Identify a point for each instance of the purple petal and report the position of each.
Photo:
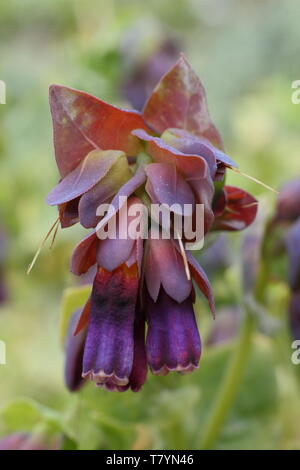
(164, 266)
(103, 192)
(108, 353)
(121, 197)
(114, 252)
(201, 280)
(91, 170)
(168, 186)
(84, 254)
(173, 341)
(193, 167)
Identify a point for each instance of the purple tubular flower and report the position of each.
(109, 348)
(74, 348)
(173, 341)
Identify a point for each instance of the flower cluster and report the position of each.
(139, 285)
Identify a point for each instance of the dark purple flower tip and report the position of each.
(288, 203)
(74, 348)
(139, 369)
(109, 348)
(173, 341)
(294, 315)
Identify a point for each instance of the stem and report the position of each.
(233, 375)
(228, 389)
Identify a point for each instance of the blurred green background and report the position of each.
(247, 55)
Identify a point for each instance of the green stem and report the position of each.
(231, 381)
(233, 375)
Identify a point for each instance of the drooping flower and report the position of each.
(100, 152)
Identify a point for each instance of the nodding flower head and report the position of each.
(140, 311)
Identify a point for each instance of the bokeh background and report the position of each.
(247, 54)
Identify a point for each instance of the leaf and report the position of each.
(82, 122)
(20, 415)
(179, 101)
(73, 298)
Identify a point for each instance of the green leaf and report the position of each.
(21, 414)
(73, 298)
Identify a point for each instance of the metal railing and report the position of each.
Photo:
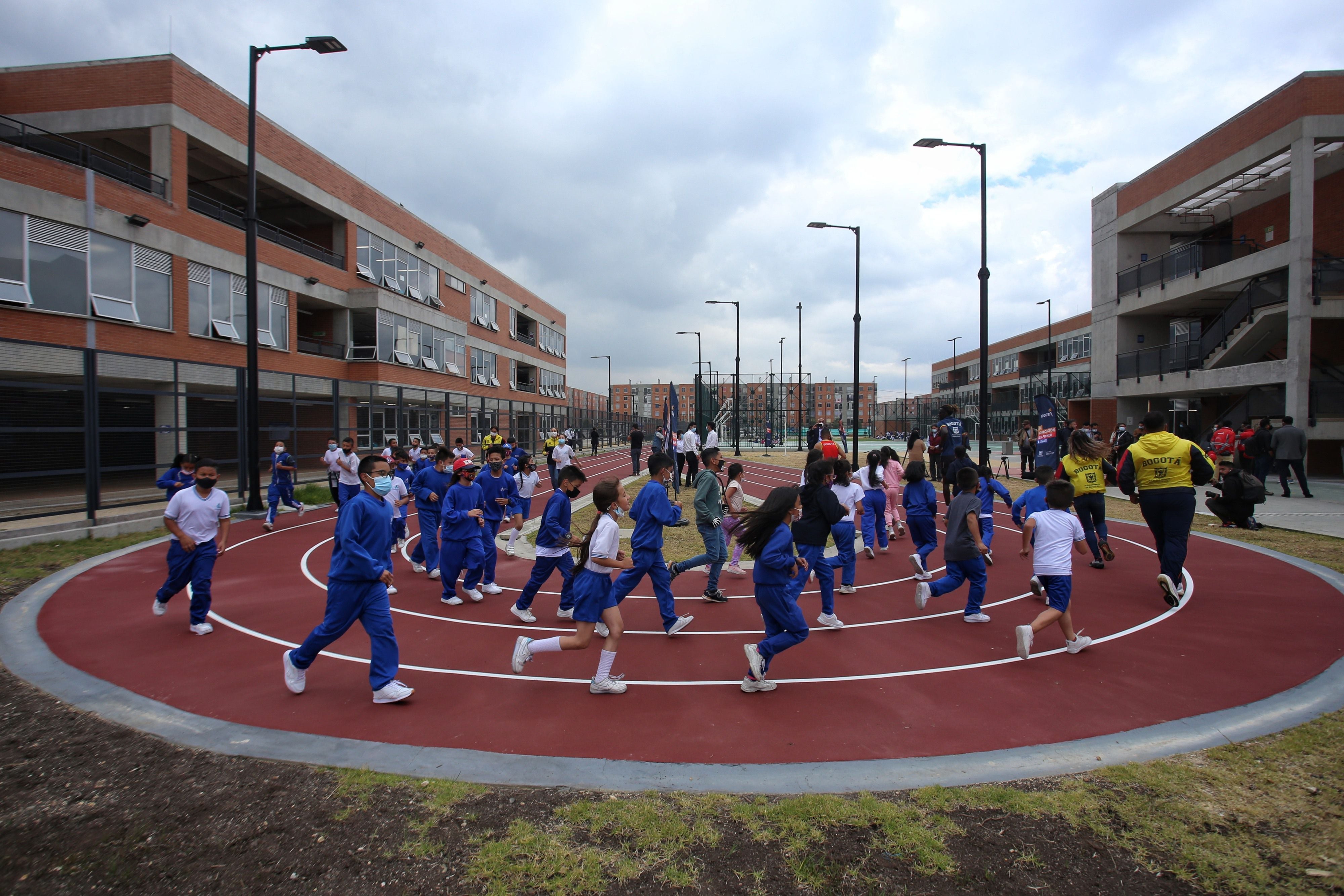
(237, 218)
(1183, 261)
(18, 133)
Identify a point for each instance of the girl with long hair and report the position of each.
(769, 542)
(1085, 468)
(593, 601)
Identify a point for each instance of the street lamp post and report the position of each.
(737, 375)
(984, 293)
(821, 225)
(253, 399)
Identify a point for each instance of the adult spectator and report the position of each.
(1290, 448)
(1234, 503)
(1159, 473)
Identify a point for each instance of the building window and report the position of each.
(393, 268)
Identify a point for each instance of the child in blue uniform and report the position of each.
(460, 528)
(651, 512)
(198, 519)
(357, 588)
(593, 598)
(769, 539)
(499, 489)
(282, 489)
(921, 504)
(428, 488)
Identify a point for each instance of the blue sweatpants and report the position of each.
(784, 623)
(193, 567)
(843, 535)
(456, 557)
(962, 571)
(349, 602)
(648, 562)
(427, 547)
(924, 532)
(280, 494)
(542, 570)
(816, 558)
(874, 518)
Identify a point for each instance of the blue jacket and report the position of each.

◆ ◆ ◆ ◆ ◆

Work item
An exact copy of all entries is needed, with no pictures in it.

Answer space
Identify a point for each instance of the purple petal and report the position of each.
Photo:
(164, 266)
(103, 192)
(108, 353)
(121, 197)
(114, 252)
(201, 280)
(91, 170)
(168, 186)
(84, 254)
(173, 341)
(193, 167)
Identify a point for each instance of the purple tubular flower and report the position of each.
(109, 348)
(74, 348)
(173, 341)
Identify a point for each instance of the flower cluster and report the position of each.
(139, 285)
Identify a point for each instance of the dark purple flower tip and report the position of each.
(288, 203)
(74, 348)
(139, 369)
(109, 348)
(173, 341)
(294, 315)
Identify a point for each instance of the stem and report the position of each.
(233, 375)
(228, 389)
Identify a point for each instance of the blurred green background and report the position of each.
(247, 55)
Identify a point for each instance of the green stem and report the position of each.
(231, 381)
(233, 375)
Identify a point for each instance of the drooping flower and report the position of each.
(100, 152)
Identify a point for each instance of the nodding flower head and report the position of each.
(140, 311)
Identify a point for each instance of the bokeh background and report the position of each.
(247, 54)
Identify a point for each instance of the leaf and report the position of each.
(82, 122)
(20, 415)
(179, 101)
(73, 298)
Identify a point for each instance of the green leaf and report the position of each.
(21, 414)
(73, 298)
Identify a point for each instance of the metal railing and report the position of each.
Photo:
(237, 218)
(1183, 261)
(18, 133)
Identify a point for each instance of the girl with long hair and report the position of each.
(769, 542)
(1085, 468)
(593, 601)
Identify a point for each instance of the street lamp post and report the position of each.
(737, 375)
(984, 293)
(821, 225)
(253, 399)
Identify a point for each instance of the adult spectator and report the position of each.
(1290, 448)
(1234, 503)
(1159, 473)
Identify a point for each instance of the building window and report the position of each.
(393, 268)
Identify a point for each instance of the child in blue uniform and report the position of each.
(460, 528)
(651, 512)
(198, 519)
(357, 588)
(593, 598)
(769, 539)
(499, 489)
(282, 489)
(921, 504)
(428, 488)
Identify a point for each instance of the blue sweatpants and report the position of each.
(784, 623)
(193, 567)
(843, 535)
(456, 557)
(962, 571)
(349, 602)
(648, 562)
(427, 547)
(924, 532)
(280, 494)
(542, 570)
(816, 558)
(874, 518)
Identify a point for each instance of the blue jacket and report the position of each.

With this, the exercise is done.